* Do this *
Please copy out, word for word, everything in the rows below from the line containing "Where can you spot the soldier's hand?" down to the line containing "[[83, 24], [58, 24], [142, 17]]", including both of those lines and nothing else.

——

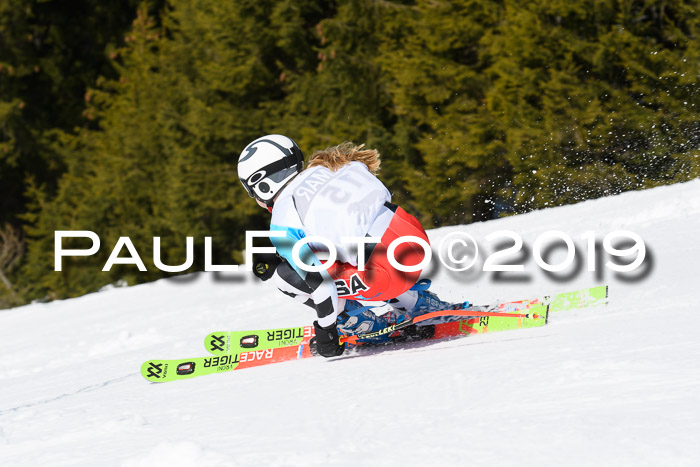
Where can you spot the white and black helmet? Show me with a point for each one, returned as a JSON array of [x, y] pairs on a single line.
[[267, 164]]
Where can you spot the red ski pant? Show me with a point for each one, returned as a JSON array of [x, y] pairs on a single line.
[[380, 281]]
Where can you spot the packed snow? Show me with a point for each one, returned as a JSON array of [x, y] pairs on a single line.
[[614, 385]]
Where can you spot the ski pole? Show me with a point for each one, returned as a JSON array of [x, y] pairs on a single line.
[[435, 314]]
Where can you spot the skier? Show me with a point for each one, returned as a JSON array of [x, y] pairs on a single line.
[[335, 198]]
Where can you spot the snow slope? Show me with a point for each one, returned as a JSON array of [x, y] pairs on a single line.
[[618, 385]]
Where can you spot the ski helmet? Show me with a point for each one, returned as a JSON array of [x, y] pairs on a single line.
[[266, 166]]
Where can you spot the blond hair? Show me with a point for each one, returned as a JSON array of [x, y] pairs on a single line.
[[336, 157]]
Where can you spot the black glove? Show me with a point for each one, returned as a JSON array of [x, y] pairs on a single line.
[[264, 265], [326, 341]]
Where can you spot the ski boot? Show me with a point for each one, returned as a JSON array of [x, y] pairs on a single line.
[[359, 319], [426, 302], [429, 301]]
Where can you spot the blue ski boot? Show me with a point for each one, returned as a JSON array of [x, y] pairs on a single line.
[[359, 319], [428, 301]]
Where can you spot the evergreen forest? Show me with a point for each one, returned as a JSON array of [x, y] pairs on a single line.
[[126, 118]]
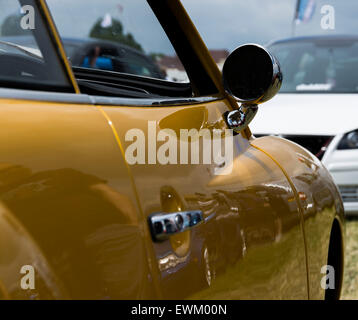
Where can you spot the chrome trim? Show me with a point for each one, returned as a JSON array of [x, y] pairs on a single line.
[[163, 225], [239, 119], [46, 96]]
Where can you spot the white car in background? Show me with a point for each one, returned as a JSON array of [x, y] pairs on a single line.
[[317, 106]]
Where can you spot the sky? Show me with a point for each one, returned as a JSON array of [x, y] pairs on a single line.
[[223, 24]]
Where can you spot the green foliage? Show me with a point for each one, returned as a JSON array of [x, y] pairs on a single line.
[[114, 33]]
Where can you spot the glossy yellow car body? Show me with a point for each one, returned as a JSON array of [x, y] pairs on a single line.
[[73, 208]]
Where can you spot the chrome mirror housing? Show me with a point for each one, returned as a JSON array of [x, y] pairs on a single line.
[[251, 75]]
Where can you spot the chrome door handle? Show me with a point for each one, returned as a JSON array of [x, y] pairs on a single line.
[[163, 225]]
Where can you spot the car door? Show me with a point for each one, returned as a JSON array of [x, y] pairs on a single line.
[[249, 242]]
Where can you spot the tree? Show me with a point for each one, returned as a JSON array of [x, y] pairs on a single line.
[[114, 32]]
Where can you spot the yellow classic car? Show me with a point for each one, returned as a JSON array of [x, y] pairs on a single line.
[[113, 179]]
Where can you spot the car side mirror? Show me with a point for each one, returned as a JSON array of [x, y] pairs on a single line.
[[251, 75]]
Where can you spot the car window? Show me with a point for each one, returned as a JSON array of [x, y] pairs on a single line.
[[320, 66], [27, 57], [118, 36]]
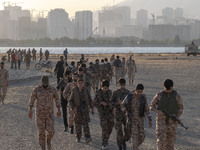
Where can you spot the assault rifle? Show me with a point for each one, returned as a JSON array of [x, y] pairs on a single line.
[[174, 118]]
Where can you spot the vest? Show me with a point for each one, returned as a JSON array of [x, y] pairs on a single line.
[[168, 103]]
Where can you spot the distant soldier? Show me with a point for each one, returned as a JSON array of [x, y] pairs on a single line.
[[65, 53], [61, 86], [97, 73], [9, 54], [80, 99], [44, 95], [34, 54], [105, 110], [167, 100], [59, 69], [41, 54], [4, 76], [136, 106], [117, 68], [28, 60], [123, 67], [120, 118], [66, 93], [46, 55], [131, 69]]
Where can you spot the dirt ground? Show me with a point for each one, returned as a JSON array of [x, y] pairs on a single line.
[[17, 132]]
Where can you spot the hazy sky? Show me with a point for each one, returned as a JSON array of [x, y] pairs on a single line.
[[71, 6]]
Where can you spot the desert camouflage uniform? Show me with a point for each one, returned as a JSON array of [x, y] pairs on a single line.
[[117, 70], [137, 121], [120, 117], [66, 93], [105, 114], [44, 111], [166, 133], [79, 102], [3, 83], [131, 69]]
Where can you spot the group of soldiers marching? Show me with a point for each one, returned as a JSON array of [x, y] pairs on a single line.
[[123, 109]]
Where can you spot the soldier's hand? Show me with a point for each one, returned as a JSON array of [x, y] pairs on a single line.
[[30, 114], [104, 104], [58, 114]]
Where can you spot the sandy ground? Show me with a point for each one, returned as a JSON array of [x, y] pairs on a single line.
[[17, 132]]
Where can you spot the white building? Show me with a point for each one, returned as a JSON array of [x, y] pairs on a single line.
[[83, 24], [58, 24], [142, 17]]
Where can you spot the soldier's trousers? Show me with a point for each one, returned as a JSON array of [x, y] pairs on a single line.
[[137, 135], [166, 134], [3, 90], [45, 124], [118, 73], [123, 132], [107, 125], [71, 117], [64, 103], [82, 120]]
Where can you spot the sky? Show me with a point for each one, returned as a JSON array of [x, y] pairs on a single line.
[[71, 6]]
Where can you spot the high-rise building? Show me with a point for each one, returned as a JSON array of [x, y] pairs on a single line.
[[83, 24], [142, 17], [57, 23], [112, 18]]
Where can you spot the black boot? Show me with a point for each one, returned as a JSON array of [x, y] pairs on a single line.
[[72, 130], [124, 145]]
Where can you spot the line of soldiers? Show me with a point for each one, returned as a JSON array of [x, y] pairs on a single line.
[[124, 109]]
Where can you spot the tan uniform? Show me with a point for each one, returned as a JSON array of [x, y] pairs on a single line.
[[3, 83], [66, 93], [166, 133], [137, 121], [131, 70], [44, 111]]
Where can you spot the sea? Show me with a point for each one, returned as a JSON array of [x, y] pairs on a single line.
[[102, 50]]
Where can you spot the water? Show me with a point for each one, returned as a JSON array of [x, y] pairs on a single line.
[[103, 50]]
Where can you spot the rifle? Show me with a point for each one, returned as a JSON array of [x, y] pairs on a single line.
[[174, 118]]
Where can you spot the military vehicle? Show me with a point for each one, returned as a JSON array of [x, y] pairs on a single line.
[[192, 49]]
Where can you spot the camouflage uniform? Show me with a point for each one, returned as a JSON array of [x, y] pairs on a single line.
[[3, 83], [131, 69], [136, 119], [44, 111], [66, 93], [117, 69], [120, 117], [106, 72], [105, 114], [79, 102], [166, 133]]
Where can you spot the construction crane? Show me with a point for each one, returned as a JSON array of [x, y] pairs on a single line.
[[153, 18]]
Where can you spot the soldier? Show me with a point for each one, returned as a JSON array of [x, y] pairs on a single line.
[[136, 106], [103, 104], [79, 100], [44, 95], [34, 54], [61, 86], [131, 69], [97, 73], [41, 54], [46, 55], [118, 68], [123, 67], [59, 69], [4, 76], [167, 100], [120, 117], [66, 93]]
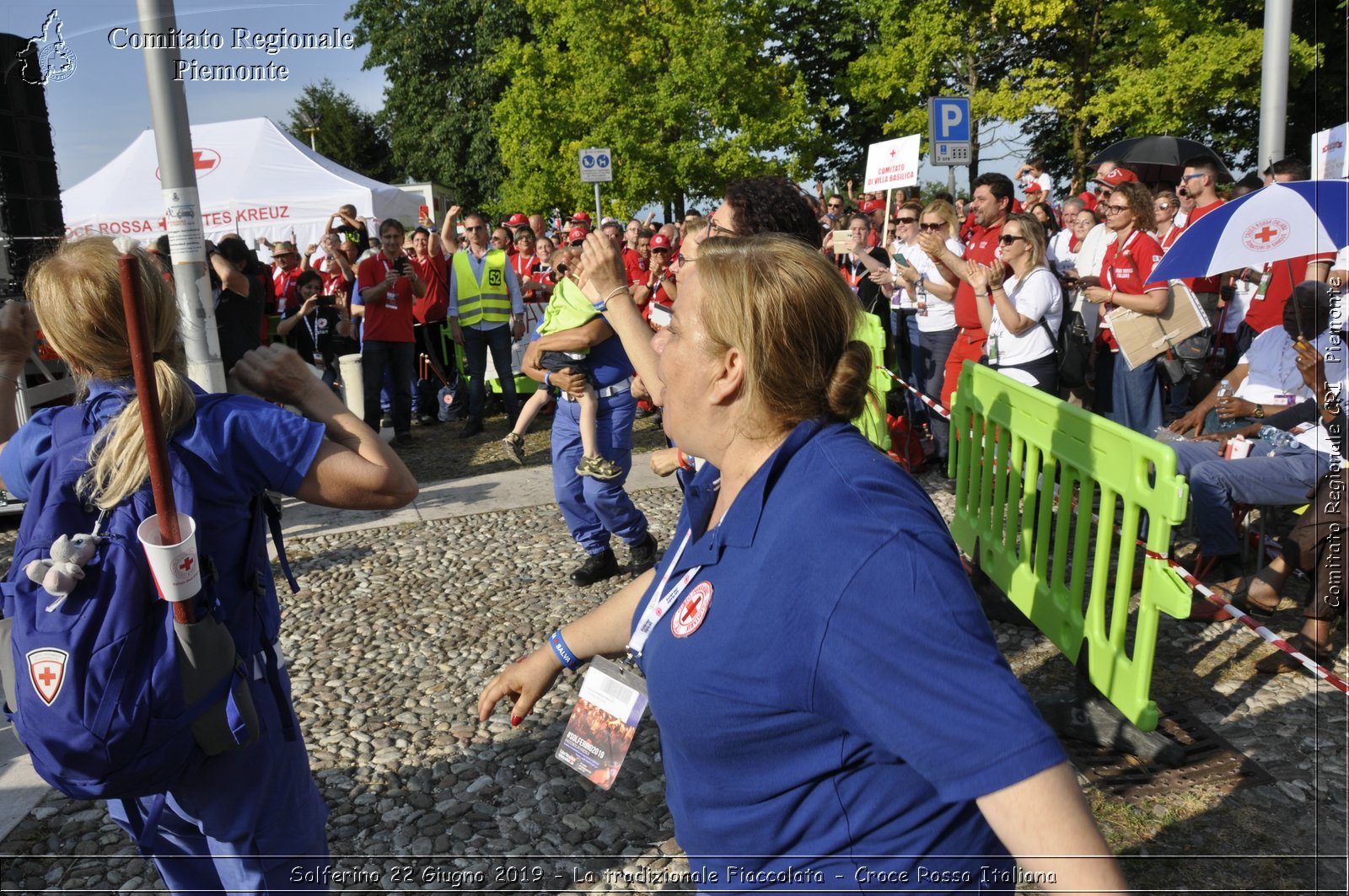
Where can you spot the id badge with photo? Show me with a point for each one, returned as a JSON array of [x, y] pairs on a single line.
[[604, 721], [660, 314]]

——

* Result *
Where can you spot the soldier's hand? Show me with a point for each one, returned as a JSON array of [x, y] pairs on a single line.
[[30, 114], [104, 104], [58, 114]]
Where can you spot the sandy ground? Show me with a point for each one, returned as a JSON array of [x, y] pairs on a single line.
[[17, 132]]
Where can you spot the white building? Show me with a point for each one, returned as a JSON array of [x, y] pairs on a single line.
[[83, 24], [58, 24], [142, 17]]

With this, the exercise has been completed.